**Written task 1**
Turn the part of the entries that opens with the line containing "of the building" and closes with the line containing "[(1056, 492)]" into a Markdown table with the columns Row and Line, one numbered row per line and no blank lines.

Ninjasstolemytv said:


> @Forster Diamondback has nowhere near the reputation/brand recognition as Giant. Not saying their bikes are bad, but this is one barrier deterring the avg consumer.


 Never claimed their brand had the same recognition as Giant, but don't see this as a barrier either. Two most famous bike brands (for the Average Consumer) in America (most well known) are Schwinn (if you're over 30) and Huffy (if you're under 30). Not anti-Giant at all, just don't agree that they have relegated all other brands irrelevant.


----------



## 127.0.0.1 (Nov 19, 2013)

ryguy79 said:


> Apparently you're really quiet about it too, as you've provided ZERO evidence for your argument.


holy crap are you numb

it is self evident when you look at the financial statements of bike manufacturers and
bike technology at international bike expos.

**Exercise materials**
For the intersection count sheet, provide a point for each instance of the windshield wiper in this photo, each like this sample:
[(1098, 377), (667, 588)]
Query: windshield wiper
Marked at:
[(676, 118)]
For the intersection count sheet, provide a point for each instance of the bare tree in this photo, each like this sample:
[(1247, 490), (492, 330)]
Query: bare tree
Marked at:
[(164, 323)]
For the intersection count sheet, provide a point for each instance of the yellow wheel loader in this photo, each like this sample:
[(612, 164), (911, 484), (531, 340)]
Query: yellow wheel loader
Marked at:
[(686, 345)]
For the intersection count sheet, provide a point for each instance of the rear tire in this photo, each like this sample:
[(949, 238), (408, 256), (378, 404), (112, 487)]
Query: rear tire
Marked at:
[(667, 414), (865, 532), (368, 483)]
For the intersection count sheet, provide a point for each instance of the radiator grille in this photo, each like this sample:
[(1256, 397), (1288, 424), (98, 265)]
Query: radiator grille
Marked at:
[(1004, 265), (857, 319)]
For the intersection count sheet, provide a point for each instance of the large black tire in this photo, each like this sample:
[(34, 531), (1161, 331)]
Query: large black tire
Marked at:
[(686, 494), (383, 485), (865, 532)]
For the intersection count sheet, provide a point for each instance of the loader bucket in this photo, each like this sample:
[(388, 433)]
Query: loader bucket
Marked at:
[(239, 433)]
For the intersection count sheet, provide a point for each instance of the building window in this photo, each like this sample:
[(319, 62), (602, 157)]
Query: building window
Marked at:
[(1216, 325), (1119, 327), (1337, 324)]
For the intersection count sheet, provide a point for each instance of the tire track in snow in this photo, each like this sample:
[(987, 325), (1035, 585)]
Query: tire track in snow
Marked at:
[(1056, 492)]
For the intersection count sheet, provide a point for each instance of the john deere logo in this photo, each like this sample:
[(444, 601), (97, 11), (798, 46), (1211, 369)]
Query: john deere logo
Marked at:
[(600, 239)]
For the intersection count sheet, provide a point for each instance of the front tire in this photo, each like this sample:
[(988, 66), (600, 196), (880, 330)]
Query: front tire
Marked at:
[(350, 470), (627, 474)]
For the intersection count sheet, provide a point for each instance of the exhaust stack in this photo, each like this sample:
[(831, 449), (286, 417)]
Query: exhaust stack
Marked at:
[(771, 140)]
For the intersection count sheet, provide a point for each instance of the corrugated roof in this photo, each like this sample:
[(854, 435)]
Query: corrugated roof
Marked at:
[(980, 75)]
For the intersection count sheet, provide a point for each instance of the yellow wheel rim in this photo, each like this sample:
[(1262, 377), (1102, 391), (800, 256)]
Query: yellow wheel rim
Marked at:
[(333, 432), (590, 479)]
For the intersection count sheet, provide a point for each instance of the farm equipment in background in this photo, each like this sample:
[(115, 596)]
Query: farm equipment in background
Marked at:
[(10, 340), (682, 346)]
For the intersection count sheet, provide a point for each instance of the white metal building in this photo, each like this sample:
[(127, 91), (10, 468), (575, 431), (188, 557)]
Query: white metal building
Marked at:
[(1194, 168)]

**Written task 2**
Carry on the forum thread about bike brands from the point where it stops.

**Final answer 1**
| Row | Line |
|---|---|
| 1 | For the intersection count sheet, provide a point for each instance of the building window in this photo, each like this sample: |
| 2 | [(319, 62), (602, 157)] |
| 3 | Query: building window |
| 4 | Marked at: |
| 5 | [(1216, 325), (1119, 327), (1337, 324)] |
| 6 | For the intersection count sheet, provide a point for each instance of the tire track in snow in this photo, each like this sample: |
| 7 | [(987, 325), (1035, 585)] |
| 8 | Query: tire track in snow |
| 9 | Marked at: |
| 10 | [(1056, 492)] |

**Final answer 2**
you do attend bike expos, don't you ?

no ? then don't comment


----------



## TwoTone (Jul 5, 2011)

127.0.0.1 said:


> holy crap are you numb
> 
> it is self evident when you look at the financial statements of bike manufacturers and
> bike technology at international bike expos.
> ...


McDonalds has better financials than my local mom and pop burger joint- guess where I eat.


----------



## Nubster (May 15, 2009)

Ninjasstolemytv said:


> @Nubster I think, for an average joe rider, not liking a giant due to personal preferences would be placing them in a minority.


Call me a minority then because I'm pretty average but Giant has nothing to offer me that I can't get somewhere else.


----------



## net wurker (Sep 13, 2007)

How about this for a scenario? Joe-first-time-MTB-buyer has done enough research to know that he is going to buy his first bike from an LBS.

His town has a Specialized dealer and a Trek dealer.

The closest Giant dealer is over 600 miles away.

Could that play a factor, or does Giant have retail stores in every city and town there is?


----------



## Nat (Dec 30, 2003)

Or, Joe-first-time-mtb-buyer looks at three different bikes all within his price range and ends up buying bike #2 because it comes in red.


----------



## net wurker (Sep 13, 2007)

^ lol.....there's probably so much truth to that!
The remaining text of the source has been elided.